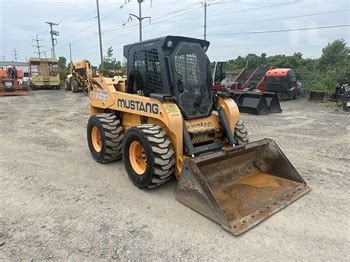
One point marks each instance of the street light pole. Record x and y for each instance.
(99, 31)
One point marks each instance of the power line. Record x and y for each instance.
(53, 40)
(284, 30)
(37, 46)
(139, 17)
(69, 11)
(280, 18)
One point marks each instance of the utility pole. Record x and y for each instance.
(70, 51)
(15, 54)
(205, 19)
(53, 40)
(99, 31)
(139, 17)
(37, 46)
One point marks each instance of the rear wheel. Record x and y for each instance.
(67, 85)
(148, 156)
(74, 85)
(241, 133)
(105, 137)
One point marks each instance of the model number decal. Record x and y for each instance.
(100, 95)
(151, 108)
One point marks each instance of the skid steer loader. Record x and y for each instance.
(164, 121)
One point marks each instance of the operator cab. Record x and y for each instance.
(172, 66)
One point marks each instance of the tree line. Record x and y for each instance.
(322, 73)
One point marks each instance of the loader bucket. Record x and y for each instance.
(240, 187)
(317, 96)
(251, 103)
(272, 102)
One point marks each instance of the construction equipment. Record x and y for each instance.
(12, 82)
(164, 120)
(44, 73)
(80, 73)
(283, 82)
(244, 90)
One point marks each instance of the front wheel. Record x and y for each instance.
(241, 134)
(105, 137)
(74, 85)
(148, 156)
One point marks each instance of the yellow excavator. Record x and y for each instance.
(80, 73)
(164, 121)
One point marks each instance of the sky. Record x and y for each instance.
(234, 27)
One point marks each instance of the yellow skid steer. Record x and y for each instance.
(164, 121)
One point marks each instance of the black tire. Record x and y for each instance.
(111, 132)
(158, 151)
(241, 134)
(67, 85)
(74, 85)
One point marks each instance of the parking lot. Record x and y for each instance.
(58, 203)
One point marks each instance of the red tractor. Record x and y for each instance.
(11, 82)
(283, 82)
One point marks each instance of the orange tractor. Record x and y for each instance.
(11, 82)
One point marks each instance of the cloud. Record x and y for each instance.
(229, 24)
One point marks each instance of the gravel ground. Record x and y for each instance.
(57, 203)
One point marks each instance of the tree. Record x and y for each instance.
(109, 63)
(334, 55)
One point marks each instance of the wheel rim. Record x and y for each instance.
(137, 158)
(96, 139)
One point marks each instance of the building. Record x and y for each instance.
(21, 65)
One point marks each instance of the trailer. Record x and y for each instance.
(44, 73)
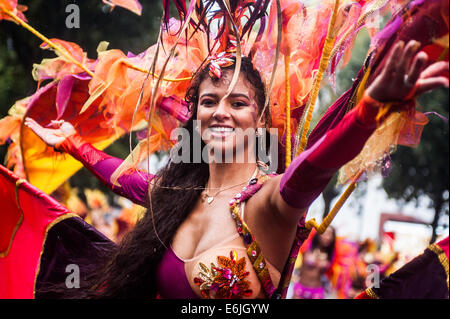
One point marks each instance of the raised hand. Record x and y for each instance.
(405, 74)
(51, 136)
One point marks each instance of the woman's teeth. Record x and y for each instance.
(221, 129)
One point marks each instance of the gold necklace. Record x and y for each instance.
(210, 198)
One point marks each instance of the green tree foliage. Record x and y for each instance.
(423, 171)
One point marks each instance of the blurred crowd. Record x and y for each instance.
(327, 267)
(113, 220)
(332, 267)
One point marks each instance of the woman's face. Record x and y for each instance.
(227, 122)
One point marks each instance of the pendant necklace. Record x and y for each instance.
(210, 198)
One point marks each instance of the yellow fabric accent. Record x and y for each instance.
(46, 170)
(324, 59)
(62, 52)
(441, 256)
(287, 60)
(135, 67)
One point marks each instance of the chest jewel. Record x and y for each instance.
(225, 281)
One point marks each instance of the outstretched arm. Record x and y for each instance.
(63, 137)
(309, 173)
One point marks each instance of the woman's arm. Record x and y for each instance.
(307, 176)
(132, 185)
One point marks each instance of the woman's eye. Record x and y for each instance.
(239, 104)
(208, 102)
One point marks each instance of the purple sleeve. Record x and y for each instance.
(132, 185)
(312, 170)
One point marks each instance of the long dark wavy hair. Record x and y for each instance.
(129, 271)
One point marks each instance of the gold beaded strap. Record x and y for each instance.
(253, 250)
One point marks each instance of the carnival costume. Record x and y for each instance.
(236, 268)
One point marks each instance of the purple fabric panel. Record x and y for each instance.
(335, 113)
(63, 94)
(288, 191)
(310, 172)
(171, 278)
(133, 186)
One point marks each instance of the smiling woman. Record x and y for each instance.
(224, 227)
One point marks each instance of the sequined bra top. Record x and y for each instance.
(223, 271)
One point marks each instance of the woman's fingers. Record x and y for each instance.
(391, 63)
(436, 69)
(424, 85)
(407, 55)
(416, 69)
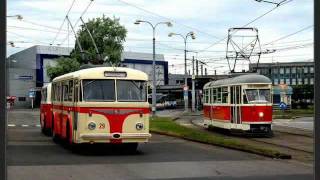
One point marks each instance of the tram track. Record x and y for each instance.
(268, 141)
(297, 145)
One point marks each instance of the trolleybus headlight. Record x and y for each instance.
(91, 125)
(261, 114)
(139, 126)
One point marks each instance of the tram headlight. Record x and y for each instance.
(139, 126)
(261, 114)
(92, 126)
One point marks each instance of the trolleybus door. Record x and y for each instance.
(235, 104)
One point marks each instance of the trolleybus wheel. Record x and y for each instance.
(55, 137)
(130, 147)
(70, 145)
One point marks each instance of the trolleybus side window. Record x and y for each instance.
(70, 91)
(224, 94)
(258, 95)
(206, 96)
(76, 89)
(218, 95)
(131, 90)
(98, 90)
(214, 95)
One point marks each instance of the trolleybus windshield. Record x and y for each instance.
(258, 95)
(98, 90)
(131, 90)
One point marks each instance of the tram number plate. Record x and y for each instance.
(102, 125)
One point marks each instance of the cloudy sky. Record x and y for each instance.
(287, 29)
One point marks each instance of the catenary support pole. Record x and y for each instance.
(193, 87)
(3, 84)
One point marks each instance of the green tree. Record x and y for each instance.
(64, 65)
(108, 35)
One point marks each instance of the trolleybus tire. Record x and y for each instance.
(130, 147)
(55, 137)
(70, 145)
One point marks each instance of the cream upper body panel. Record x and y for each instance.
(99, 73)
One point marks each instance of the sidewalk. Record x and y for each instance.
(196, 119)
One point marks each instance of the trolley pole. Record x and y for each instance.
(185, 88)
(137, 22)
(193, 86)
(154, 94)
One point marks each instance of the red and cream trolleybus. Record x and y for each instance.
(101, 105)
(241, 103)
(46, 110)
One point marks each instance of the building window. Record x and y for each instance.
(287, 70)
(288, 81)
(311, 81)
(311, 69)
(179, 82)
(281, 70)
(275, 71)
(281, 81)
(21, 98)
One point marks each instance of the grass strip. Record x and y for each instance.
(165, 126)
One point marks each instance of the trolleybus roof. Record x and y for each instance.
(243, 79)
(95, 73)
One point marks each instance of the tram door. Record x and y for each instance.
(236, 104)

Given task
Quote the listing above in full, except for the pictures.

Output below
One point marks each instance of the street light pole. Record x and y for each instance.
(99, 31)
One point marks each instance of the power line. Record x and y for each instance.
(53, 40)
(284, 30)
(37, 46)
(139, 17)
(69, 11)
(280, 18)
One point marks each instance of the utility pole. Record x and y for each instance.
(70, 51)
(15, 54)
(205, 19)
(53, 40)
(99, 31)
(139, 17)
(37, 46)
One point marks each instance of the rear wheel. Record x and y for each instance.
(67, 85)
(148, 156)
(74, 85)
(241, 133)
(105, 137)
One point marks each instance of the model number decal. Record x and y for each instance.
(100, 95)
(151, 108)
One point marks each instance of the skid steer loader. Record x and y for each instance.
(164, 121)
One point marks each instance of the operator cab. Record x and y for each instance.
(172, 66)
One point marks each instance of the tree line. Record x and y for each instance.
(322, 73)
One point marks each instance of the loader bucket. Record x and y for each instance.
(240, 187)
(317, 96)
(251, 103)
(272, 102)
One point marks each instance of the construction equipment. Record x and y for each instance.
(12, 82)
(164, 120)
(44, 73)
(80, 73)
(283, 82)
(244, 90)
One point marks each instance of the front wheel. Record x and y for each instance.
(241, 134)
(105, 137)
(74, 85)
(148, 156)
One point marks each instance of the yellow excavator. Record x and y for each instance.
(80, 73)
(164, 121)
One point marks each instance of the sky. Record x and y for each instance.
(234, 27)
One point marks each instance of the yellow skid steer. Record x and y for each instance.
(164, 121)
One point marks each instance of the black tire. Record x and y for each instance.
(111, 132)
(158, 151)
(241, 134)
(67, 85)
(74, 85)
One point marks each instance of the parking lot. Record x and y for each instance.
(58, 203)
One point marks each instance of the red tractor. Record x and y for each instance.
(11, 82)
(283, 82)
One point marks each instance of the orange tractor. Record x and y for each instance.
(11, 82)
One point marks each instance of the cloud. Record x and y for each instance.
(229, 24)
One point marks each instance of the gravel ground. Record x and y for each instance.
(57, 203)
One point marks each instance of the tree. Record x and y for each instance.
(109, 63)
(334, 55)
One point marks each instance of the wheel rim. Record x and y for each instance.
(137, 158)
(96, 139)
One point marks each instance of the building. Record x and y for each instance.
(21, 65)
One point marks each instance of the trailer. Record x and y for each instance.
(44, 73)
One point marks each instance of the raised hand. Record x and y for each instance.
(405, 74)
(51, 136)
One point marks each instance of the woman's teeth. Record x and y for each instance.
(221, 129)
One point marks each instance of the gold necklace. Record x and y for each instance.
(210, 198)
One point marks each instance of the green tree foliage. Record x and y for each instance.
(423, 171)
One point marks each instance of the blurred crowd. Record x and y for each instance.
(327, 267)
(113, 220)
(332, 267)
One point marks each instance of the woman's face. Record x and y for each instance.
(227, 122)
One point marks each instance of the pendant necklace. Record x and y for each instance.
(210, 198)
One point marks each instance of the yellow fabric accent. Record x and y for each instance.
(46, 170)
(324, 59)
(62, 52)
(441, 256)
(287, 60)
(135, 67)
One point marks each instance of the chest jewel. Record x and y for each instance.
(225, 281)
One point marks each instance of the outstretched arm. Record x and y for each instance.
(63, 137)
(309, 173)
One point marks each instance of the woman's arm. Record x and y for each instance.
(307, 176)
(132, 185)
One point marks each instance of the woman's eye. Record x and y for each instance.
(239, 104)
(208, 102)
One point marks each instance of the purple sleeve. Record x and y for each instance.
(132, 185)
(312, 170)
One point marks each instance of the long dark wavy hair. Record x and y for each instance.
(129, 271)
One point marks each instance of the gold beaded strap. Record x and y for each instance.
(253, 250)
One point marks each instance of the carnival costume. Record x and y for each instance.
(236, 268)
One point marks each instance of the purple fabric panel. Record x and y for each instance.
(335, 113)
(63, 94)
(288, 191)
(310, 172)
(171, 278)
(133, 186)
One point marks each instance of the smiling woman. Record x and y for each instance.
(224, 227)
One point marks each instance of the sequined bra top. Record x and y for each instance.
(223, 271)
One point marks each instance of the woman's fingers. Record x and y for each instance.
(391, 63)
(436, 69)
(424, 85)
(407, 55)
(416, 69)
One point marks each instance of the tram track. Record x and y for each instance.
(268, 141)
(297, 145)
One point marks each instance of the trolleybus headlight. Record x and y for each instance.
(91, 125)
(261, 114)
(139, 126)
One point marks each instance of the tram headlight. Record x and y for each instance.
(139, 126)
(261, 114)
(92, 126)
One point marks each instance of the trolleybus door. Record x and y for each instance.
(235, 104)
One point marks each instance of the trolleybus wheel. Record x and y for each instance.
(55, 137)
(130, 147)
(70, 145)
One point marks each instance of the trolleybus side window. Record x and y for each instance.
(70, 91)
(224, 94)
(258, 95)
(206, 96)
(76, 89)
(218, 95)
(131, 90)
(98, 90)
(214, 95)
One point marks each instance of the trolleybus windshield. Record x and y for each instance.
(258, 95)
(98, 90)
(131, 90)
One point marks each instance of the tram number plate. Record x and y for each instance.
(102, 125)
One point marks each instance of the cloudy sky. Record x and y for each instance.
(287, 29)
One point marks each instance of the catenary support pole. Record x and y for each instance.
(193, 87)
(3, 84)
One point marks each instance of the green tree. Record x and y for each instance.
(64, 65)
(108, 35)
One point marks each instance of the trolleybus tire. Record x and y for each instance.
(130, 147)
(55, 137)
(70, 145)
One point marks each instance of the cream upper body panel. Record x and y for each instance.
(99, 73)
One point marks each instance of the sidewalk. Record x and y for each instance.
(196, 119)
One point marks each instance of the trolley pole. Record x and y for each instance.
(185, 88)
(137, 22)
(193, 86)
(154, 94)
One point marks each instance of the red and cream trolleybus. Record x and y for each instance.
(101, 105)
(241, 103)
(46, 110)
One point marks each instance of the building window. Record x and y for each instance.
(287, 70)
(288, 81)
(311, 81)
(311, 69)
(179, 82)
(281, 70)
(275, 71)
(281, 81)
(21, 98)
One point marks each instance of the grass strip. Record x and y for each instance.
(165, 126)
One point marks each instance of the trolleybus roof. Record x and y for each instance.
(243, 79)
(95, 73)
One point marks each instance of the tram door. Record x and y for each instance.
(236, 104)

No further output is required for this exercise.